→ **Data supplied**
- - - -
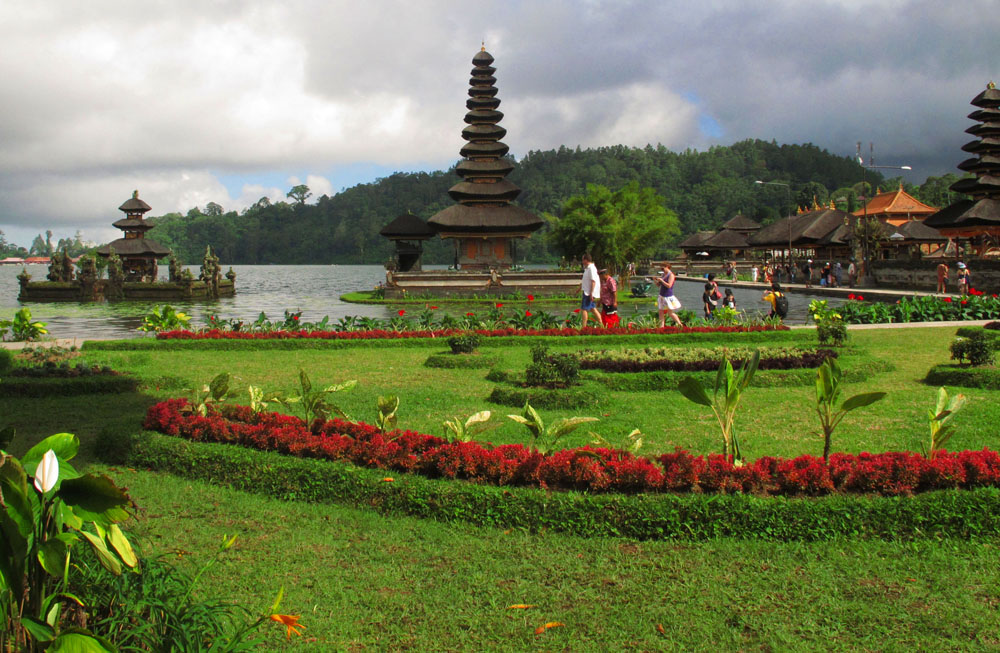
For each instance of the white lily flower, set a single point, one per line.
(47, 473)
- - - -
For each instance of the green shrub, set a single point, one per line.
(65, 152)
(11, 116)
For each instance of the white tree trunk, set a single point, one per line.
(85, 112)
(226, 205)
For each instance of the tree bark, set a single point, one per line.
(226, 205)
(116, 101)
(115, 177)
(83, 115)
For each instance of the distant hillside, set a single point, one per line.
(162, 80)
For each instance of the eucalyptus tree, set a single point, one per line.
- - - -
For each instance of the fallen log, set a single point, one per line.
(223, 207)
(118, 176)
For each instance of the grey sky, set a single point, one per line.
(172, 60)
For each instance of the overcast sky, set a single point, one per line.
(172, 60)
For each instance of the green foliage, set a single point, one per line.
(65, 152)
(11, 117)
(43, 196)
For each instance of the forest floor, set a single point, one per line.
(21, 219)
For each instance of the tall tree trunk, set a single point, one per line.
- - - -
→ **Exercise prompt**
Among the entries above, copy exactly only the lines starting with the one containing "For each instance of the green foliage, set" and going through the one containing "For each instance of the tall", both ends included.

→ **Expected answer**
For each instance of the green foliage, set a single point, one per line.
(65, 152)
(11, 117)
(43, 196)
For each instance of the forest floor, set a single point, one per line.
(21, 219)
For each instance of the tall tree trunk, set a single point, one per line.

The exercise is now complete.